• **INSTRUÇÕES**
[1] Na análise da partida, quem defendeu a bicicleta de Anselmo Ramon dentro da área?
[2] Por favor, diga se cada afirmação abaixo está de acordo com a análise da partida, respondendo sim ou não e citando as palavras decisivas: (a) Borges saiu para a entrada de Anselmo Ramon. (b) O Grêmio terminou a partida jogando no 4-3-3. (c) Montillo foi anulado pela marcação do volante Fernando.

• **TRECHO DO TEXTO**

※ ※ ※

Foi assim que veio o golpe fatal: uma jogada de Souza (do Grêmio) pela esquerda do ataque. De posse da bola, o volante não teve marcação e avançou até um vazio atrás de Mateus, que estava cobrindo pelo a subida de Tinga para o ataque. Leandro Guerreiro foi atrás, mas marcou de longe, e o volante conseguiu achar Marcelo Moreno totalmente livre de marcação dentro da área. O atacante limpou o combate de Léo e bateu cruzado, sem chances para Fábio. Fim de jogo aos 19 do segundo tempo.

O desorganizado 4-3-3 cruzeirense do fim da partida, sem qualquer criatividade e super exposto na retaguarda

As três últimas substituições foram diretas: Borges por Anselmo Ramon, e no Grêmio Moreno por André Lima e Elano por Marquinhos. O Grêmio seguiu no 4-4-1 até o fim, senhor da partida, contra um Cruzeiro desesperado e já desorganizado, mesmo com um jogador a mais. A equipe pouco finalizou, a não ser em uma bicicleta de Anselmo Ramon dentro da área que Grohe defendeu e alguns chutes sem direção. No fim da partida, um lance que resume bem a falta de criatividade celeste: o time rodou a bola de um lado a outro, mas sem partir para definição nem arriscar um passe mais profundo. Coube a Léo, um zagueiro, se juntar à ação ofensiva, receber um passe, limpar a marcação e finalizar. Grohe pôs a escanteio.

Celso Roth resumiu assim a partida: “(…) Até o jogo estar 0 a 0, o Cruzeiro tinha iniciativa e estava bem, mas o gol alterou tudo, duas falhas lamentáveis nossas. Depois coloquei o Souza e o Marcelo pelo lado esquerdo, o Souza para passar a bola e abrimos o Montillo para os dois jogarem com velocidade, mas não funcionou. Tentei o Montillo pela meia, junto com o Souza, e colocamos o Tinga aberto pela direita para ter profundidade com três atacantes, mas não funcionou. E quando nada funciona, aí cria essa confusão, e o Grêmio foi superior.”

De fato, o Grêmio foi superior, mesmo com um a menos. Cogitei dar o título de “Como jogar com 10” para esta análise, mas este é um blog sobre o Cruzeiro e não sobre os outros times.

É de Celso Roth grande parte da culpa pela derrota de hoje. Claro, os jogadores erraram fundamentos básicos, mas o jogo seria menos perigoso se Fabinho estivesse em campo desde o começo, pois seguraria o lateral direito gremista, protegendo Everton um pouco mais. Além disso, escalar Borges e WP no mesmo não contribuiu para a mobilidade do time, que ficava a cargo de Montillo — novamente anulado pela marcação forte, desta vez do excelente volante Fernando — e Tinga, que correu por todos.

※ ※ ※

• **LINHAS EXIBIDAS**
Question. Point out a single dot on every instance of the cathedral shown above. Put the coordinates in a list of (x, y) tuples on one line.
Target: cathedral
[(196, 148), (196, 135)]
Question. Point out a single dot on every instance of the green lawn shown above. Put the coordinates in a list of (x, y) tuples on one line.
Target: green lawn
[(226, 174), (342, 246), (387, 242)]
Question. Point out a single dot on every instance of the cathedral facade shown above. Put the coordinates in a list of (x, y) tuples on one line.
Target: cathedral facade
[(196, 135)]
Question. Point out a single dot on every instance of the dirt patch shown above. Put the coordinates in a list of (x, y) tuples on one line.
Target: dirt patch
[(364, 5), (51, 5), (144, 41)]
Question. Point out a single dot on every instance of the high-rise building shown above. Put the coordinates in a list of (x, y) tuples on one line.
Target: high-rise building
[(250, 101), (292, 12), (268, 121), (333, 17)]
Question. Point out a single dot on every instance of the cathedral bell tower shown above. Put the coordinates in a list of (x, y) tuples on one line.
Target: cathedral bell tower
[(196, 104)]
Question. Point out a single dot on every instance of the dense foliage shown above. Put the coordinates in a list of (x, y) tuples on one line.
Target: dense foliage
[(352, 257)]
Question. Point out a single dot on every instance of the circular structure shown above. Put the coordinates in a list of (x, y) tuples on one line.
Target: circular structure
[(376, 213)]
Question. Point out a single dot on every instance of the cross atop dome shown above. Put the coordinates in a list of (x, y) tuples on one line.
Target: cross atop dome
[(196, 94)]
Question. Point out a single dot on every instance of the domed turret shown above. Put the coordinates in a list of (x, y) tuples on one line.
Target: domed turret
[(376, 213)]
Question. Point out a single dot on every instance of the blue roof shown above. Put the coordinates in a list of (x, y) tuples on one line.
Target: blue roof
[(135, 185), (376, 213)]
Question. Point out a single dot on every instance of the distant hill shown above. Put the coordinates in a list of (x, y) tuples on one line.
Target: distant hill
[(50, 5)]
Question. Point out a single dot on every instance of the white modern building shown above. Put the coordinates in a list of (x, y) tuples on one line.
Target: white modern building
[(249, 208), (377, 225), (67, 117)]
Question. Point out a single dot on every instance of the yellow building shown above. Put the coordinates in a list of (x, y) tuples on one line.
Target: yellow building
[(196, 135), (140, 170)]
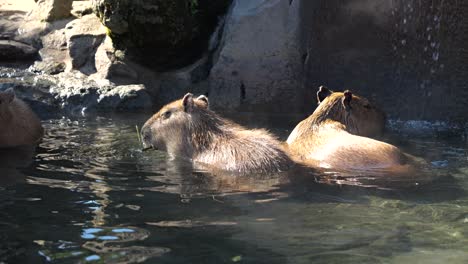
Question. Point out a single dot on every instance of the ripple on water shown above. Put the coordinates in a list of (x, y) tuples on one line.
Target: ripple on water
[(113, 203)]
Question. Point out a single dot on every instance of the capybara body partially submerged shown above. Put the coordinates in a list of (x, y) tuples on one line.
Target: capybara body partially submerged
[(335, 135), (19, 125), (187, 128)]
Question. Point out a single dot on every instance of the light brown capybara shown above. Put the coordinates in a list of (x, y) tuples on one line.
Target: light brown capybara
[(19, 125), (335, 135), (187, 128)]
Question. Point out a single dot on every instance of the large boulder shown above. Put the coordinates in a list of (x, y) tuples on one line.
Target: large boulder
[(409, 56), (161, 34), (50, 10), (83, 37), (13, 50), (258, 64)]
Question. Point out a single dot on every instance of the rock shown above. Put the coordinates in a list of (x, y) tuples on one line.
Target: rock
[(49, 67), (161, 34), (81, 8), (54, 54), (258, 65), (77, 94), (125, 98), (50, 10), (13, 50), (108, 66), (83, 38)]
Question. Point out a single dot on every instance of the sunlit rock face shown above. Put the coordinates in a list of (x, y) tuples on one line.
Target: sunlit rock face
[(161, 34), (410, 56)]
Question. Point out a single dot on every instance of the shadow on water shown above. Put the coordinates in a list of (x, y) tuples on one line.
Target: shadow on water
[(90, 194)]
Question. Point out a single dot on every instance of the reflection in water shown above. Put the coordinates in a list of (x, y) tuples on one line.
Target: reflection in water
[(91, 195)]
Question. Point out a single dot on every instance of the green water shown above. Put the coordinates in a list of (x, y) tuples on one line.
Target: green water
[(90, 195)]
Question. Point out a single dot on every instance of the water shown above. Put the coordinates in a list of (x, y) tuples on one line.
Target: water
[(89, 195)]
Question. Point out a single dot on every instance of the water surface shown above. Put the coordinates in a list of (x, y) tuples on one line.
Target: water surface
[(90, 195)]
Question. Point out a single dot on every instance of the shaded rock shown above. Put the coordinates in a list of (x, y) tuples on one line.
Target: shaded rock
[(13, 50), (258, 65), (158, 33), (49, 67), (108, 66), (54, 54), (83, 38), (10, 21), (78, 94), (81, 8), (125, 97), (50, 10)]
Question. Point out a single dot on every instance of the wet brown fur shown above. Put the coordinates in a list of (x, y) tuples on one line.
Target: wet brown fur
[(335, 137), (212, 141), (19, 125)]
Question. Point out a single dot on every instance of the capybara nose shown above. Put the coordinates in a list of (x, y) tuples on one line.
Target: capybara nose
[(146, 138)]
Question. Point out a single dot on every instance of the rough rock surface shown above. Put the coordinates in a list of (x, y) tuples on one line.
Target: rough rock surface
[(159, 33), (74, 93), (50, 10), (258, 65), (13, 50), (83, 37)]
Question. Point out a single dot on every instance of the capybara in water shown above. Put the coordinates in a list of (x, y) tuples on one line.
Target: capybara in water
[(187, 128), (335, 135), (19, 125)]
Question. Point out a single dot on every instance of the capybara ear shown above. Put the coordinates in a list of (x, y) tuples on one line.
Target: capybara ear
[(204, 100), (346, 101), (187, 102), (322, 93), (9, 95)]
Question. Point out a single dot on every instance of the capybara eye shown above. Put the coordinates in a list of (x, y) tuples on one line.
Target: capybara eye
[(167, 114)]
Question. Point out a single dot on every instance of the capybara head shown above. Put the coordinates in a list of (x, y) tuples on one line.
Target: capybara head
[(170, 128), (360, 116)]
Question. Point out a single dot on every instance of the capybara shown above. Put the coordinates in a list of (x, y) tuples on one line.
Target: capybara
[(187, 128), (335, 135), (19, 125)]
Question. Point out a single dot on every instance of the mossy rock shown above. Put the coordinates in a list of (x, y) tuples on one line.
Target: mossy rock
[(161, 34)]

※ ※ ※

• **LISTA DE RESPOSTAS**
[1] Grohe.

[2]
(a) Sim: "Borges por Anselmo Ramon".
(b) Não: "O Grêmio seguiu no 4-4-1 até o fim".
(c) Sim: "novamente anulado pela marcação forte, desta vez do excelente volante Fernando".